__What you should do__: Write out, character for character, the line containing "locate: parking lot" and all lines after it up to the end of the listing.

__Excerpted data__:
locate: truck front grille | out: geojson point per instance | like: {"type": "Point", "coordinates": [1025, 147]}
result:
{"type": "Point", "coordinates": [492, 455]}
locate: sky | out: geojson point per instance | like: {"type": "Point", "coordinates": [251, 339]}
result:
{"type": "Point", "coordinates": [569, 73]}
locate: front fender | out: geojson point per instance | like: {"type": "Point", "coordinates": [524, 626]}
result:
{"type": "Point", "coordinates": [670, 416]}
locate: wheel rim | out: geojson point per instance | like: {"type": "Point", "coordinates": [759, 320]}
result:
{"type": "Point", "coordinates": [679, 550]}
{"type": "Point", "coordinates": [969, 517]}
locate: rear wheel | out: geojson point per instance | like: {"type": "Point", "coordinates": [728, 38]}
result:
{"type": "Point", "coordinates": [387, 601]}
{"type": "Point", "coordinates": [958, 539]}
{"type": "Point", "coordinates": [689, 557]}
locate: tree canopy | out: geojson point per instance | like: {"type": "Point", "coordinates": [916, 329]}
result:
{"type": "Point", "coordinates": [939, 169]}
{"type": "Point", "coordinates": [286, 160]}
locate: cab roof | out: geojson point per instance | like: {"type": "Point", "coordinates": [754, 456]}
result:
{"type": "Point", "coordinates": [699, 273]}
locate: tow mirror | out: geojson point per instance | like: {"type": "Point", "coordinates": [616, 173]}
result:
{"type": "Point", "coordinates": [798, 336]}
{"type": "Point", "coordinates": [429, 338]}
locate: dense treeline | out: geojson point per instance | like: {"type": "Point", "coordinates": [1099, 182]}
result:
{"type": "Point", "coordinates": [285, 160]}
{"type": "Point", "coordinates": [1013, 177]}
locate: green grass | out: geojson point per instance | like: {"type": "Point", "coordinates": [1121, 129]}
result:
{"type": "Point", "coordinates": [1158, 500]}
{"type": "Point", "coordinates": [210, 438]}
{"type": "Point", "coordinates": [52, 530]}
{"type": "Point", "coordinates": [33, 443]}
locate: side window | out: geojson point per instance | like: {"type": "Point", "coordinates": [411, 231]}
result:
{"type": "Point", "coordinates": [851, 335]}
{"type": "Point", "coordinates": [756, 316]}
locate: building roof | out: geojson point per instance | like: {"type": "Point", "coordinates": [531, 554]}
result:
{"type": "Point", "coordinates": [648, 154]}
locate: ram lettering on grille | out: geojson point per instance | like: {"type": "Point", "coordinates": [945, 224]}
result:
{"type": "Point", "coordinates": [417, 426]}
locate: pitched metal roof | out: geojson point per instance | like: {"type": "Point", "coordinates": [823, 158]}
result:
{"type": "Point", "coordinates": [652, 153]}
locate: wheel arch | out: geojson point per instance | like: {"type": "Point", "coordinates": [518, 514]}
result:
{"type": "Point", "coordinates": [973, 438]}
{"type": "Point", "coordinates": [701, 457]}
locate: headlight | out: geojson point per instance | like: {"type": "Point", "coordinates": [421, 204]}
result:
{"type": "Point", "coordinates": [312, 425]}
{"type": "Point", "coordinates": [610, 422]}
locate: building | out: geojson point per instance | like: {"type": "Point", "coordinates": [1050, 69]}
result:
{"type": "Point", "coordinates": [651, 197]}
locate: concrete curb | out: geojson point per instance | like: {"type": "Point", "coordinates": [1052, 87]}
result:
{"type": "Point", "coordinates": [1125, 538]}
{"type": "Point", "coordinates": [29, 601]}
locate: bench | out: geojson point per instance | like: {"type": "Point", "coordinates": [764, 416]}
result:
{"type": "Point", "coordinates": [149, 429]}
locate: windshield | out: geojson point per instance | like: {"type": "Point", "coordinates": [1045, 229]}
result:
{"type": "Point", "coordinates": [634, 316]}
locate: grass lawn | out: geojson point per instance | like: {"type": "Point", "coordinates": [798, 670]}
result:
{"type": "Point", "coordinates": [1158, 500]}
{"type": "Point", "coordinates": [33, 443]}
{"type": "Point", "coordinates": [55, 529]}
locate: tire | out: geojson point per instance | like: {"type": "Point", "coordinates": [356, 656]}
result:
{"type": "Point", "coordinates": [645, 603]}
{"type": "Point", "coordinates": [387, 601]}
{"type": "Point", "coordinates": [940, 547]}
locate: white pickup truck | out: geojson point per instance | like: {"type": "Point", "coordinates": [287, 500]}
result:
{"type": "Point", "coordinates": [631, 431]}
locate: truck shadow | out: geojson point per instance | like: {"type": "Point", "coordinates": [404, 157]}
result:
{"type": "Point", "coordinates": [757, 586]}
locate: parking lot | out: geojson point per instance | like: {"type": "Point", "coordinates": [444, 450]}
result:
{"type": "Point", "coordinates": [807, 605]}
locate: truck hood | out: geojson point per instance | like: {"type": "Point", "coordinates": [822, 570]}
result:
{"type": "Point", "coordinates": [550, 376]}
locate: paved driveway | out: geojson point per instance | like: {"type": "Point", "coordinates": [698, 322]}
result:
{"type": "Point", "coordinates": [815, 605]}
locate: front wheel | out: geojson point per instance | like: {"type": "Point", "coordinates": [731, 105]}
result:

__Written response__:
locate: parking lot | out: geojson point per instance | like: {"type": "Point", "coordinates": [444, 450]}
result:
{"type": "Point", "coordinates": [807, 605]}
locate: truck hood | out: geojson point per instance | like: {"type": "Point", "coordinates": [822, 570]}
result:
{"type": "Point", "coordinates": [550, 376]}
locate: paved driveway | out: geojson point per instance | like: {"type": "Point", "coordinates": [698, 322]}
result:
{"type": "Point", "coordinates": [815, 605]}
locate: front wheel | out: geojson point per instance | like: {"type": "Point", "coordinates": [731, 105]}
result:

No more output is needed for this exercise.